◆ **Tasks for this exercise**:
[1] Reproduce the project README excerpt between "- Data sources" and "gitignores for data/models.", inclusive, substituting "Evaluation metrics" for "Success metrics".
[2] Extend the project README excerpt, beginning immediately after its final line.

◆ **Excerpt provided**:
....

This project uses automatically triggered GitHub Actions triggers for Continuous Integration.

### Secrets

To enable DVC model pulling, configure these Repository Secrets:

- `DAGSHUB_USERNAME`: DagsHub username.
- `DAGSHUB_TOKEN`: DagsHub access token.

--------

## Milestone Summary

### Milestone 1
We compiled the ML Canvas and defined:
- Problem: multi-label classification of skills for PR/issues.
- Stakeholders and business/research goals.
- Data sources (SkillScope DB) and constraints (no external classifiers).
- Success metrics (micro-F1, imbalance handling, experiment tracking).
- Risks (label imbalance, text noise, multi-label complexity) and mitigations.

### Milestone 2
We implemented the essential end-to-end infrastructure to go from data to tracked modeling experiments:

1. Data Management
    - DVC setup (raw dataset and TF-IDF features tracked) with DagsHub remote; dedicated gitignores for data/models.

2. Data Ingestion & EDA
    - `dataset.py` to download/extract SkillScope from Hugging Face (zip → SQLite) with cleanup.
    - Initial exploration notebook `notebooks/1.0-initial-data-exploration.ipynb` (schema, text stats, label distribution).

3. Feature Engineering
    - `features.py`: GitHub text cleaning (URL/HTML/markdown removal, normalization, Porter stemming) and TF-IDF (uni+bi-grams) saved as NumPy (`features_tfidf.npy`, `labels_tfidf.npy`).

4. Central Config
    - `config.py` with project paths, training settings, RF param grid, MLflow URI/experiments, PCA/ADASYN, feature constants.

5. Modeling & Experiments
    - Unified `modeling/train.py` with actions: baseline RF, MLSMOTE, ROS, ADASYN+PCA, LightGBM, LightGBM+MLSMOTE, and inference.
    - GridSearchCV (micro-F1), MLflow logging, removal of all-zero labels, multilabel-stratified splits (with fallback).

6. Imbalance Handling
    - Local `mlsmote.py` (multi-label oversampling) with fallback to `RandomOverSampler`; dedicated ADASYN+PCA pipeline.

7. Tracking & Reproducibility
    - Remote MLflow (DagsHub) with README credential setup; DVC-tracked models and auxiliary artifacts (e.g., PCA, kept label indices).

8. Tooling
    - Updated `requirements.txt` (lightgbm, imbalanced-learn, iterative-stratification, huggingface-hub, dvc, mlflow, nltk, seaborn, etc.) and extended Makefile targets (`data`, `features`).

### Milestone 3 (QA)
We implemented a comprehensive testing and validation framework to ensure data quality and model robustness:

1. **Data Cleaning Pipeline**
    - `data_cleaning.py`: Removes duplicates (481 samples), resolves label conflicts via majority voting (640 samples), filters sparse samples incompatible with SMOTE, and ensures train-test separation without leakage.
    - Final cleaned dataset: 6,673 samples (from 7,154 original), 80/20 stratified split.

2. **Great Expectations Validation** (10 tests)

....

◆ **Data provided**:
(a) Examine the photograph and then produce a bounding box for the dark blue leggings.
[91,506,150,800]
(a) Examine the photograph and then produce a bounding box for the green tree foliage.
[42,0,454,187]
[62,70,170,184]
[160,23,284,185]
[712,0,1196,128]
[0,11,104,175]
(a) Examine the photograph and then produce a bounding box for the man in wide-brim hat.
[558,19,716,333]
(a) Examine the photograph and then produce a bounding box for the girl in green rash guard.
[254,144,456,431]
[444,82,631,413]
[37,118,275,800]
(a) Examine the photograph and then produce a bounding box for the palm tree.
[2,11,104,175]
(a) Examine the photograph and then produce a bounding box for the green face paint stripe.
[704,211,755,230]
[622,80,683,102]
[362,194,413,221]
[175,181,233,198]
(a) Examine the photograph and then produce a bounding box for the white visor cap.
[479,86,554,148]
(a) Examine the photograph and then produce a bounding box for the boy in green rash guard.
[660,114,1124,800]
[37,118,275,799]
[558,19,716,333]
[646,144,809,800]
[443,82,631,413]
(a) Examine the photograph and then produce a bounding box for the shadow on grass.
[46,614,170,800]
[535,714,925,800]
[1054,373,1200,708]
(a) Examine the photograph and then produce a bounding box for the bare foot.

....

◆ **Written answers**:
[1]
- Data sources (SkillScope DB) and constraints (no external classifiers).
- Evaluation metrics (micro-F1, imbalance handling, experiment tracking).
- Risks (label imbalance, text noise, multi-label complexity) and mitigations.

### Milestone 2
We implemented the essential end-to-end infrastructure to go from data to tracked modeling experiments:

1. Data Management
    - DVC setup (raw dataset and TF-IDF features tracked) with DagsHub remote; dedicated gitignores for data/models.

[2]
    - Database integrity, feature matrix validation (no NaN/Inf, sparsity checks), label format validation (binary {0,1}), feature-label consistency.
    - Label distribution for stratification (min 5 occurrences), SMOTE compatibility (min 10 non-zero features), duplicate detection, train-test separation, label consistency.
    - All 10 tests pass on cleaned data; comprehensive JSON reports in `reports/great_expectations/`.

3. **Deepchecks Validation** (24 checks across 2 suites)
    - Data Integrity Suite (92% score): validates duplicates, label conflicts, nulls, data types, feature correlation.
    - Train-Test Validation Suite (100% score): **zero data leakage**, proper train/test split, feature/label drift analysis.
    - Cleaned data achieved production-ready status (96% overall score).

4. **Behavioral Testing** (36 tests)
    - Invariance tests (9): typo robustness, synonym substitution, case insensitivity, punctuation/URL noise tolerance.
    - Directional tests (10): keyword addition effects, technical detail impact on predictions.
    - Minimum Functionality Tests (17): basic skill predictions on clear examples (bug fixes, database work, API development, testing, DevOps).
    - All tests passed; comprehensive report in `reports/behavioral/`.

5. **Code Quality Analysis**
    - Ruff static analysis: 28 minor issues identified (unsorted imports, unused variables, f-strings), 100% fixable.
    - PEP 8 compliant, Black compatible (line length 88).

6. **Documentation**
    - Comprehensive `docs/testing_and_validation.md` with detailed test descriptions, execution commands, and analysis results.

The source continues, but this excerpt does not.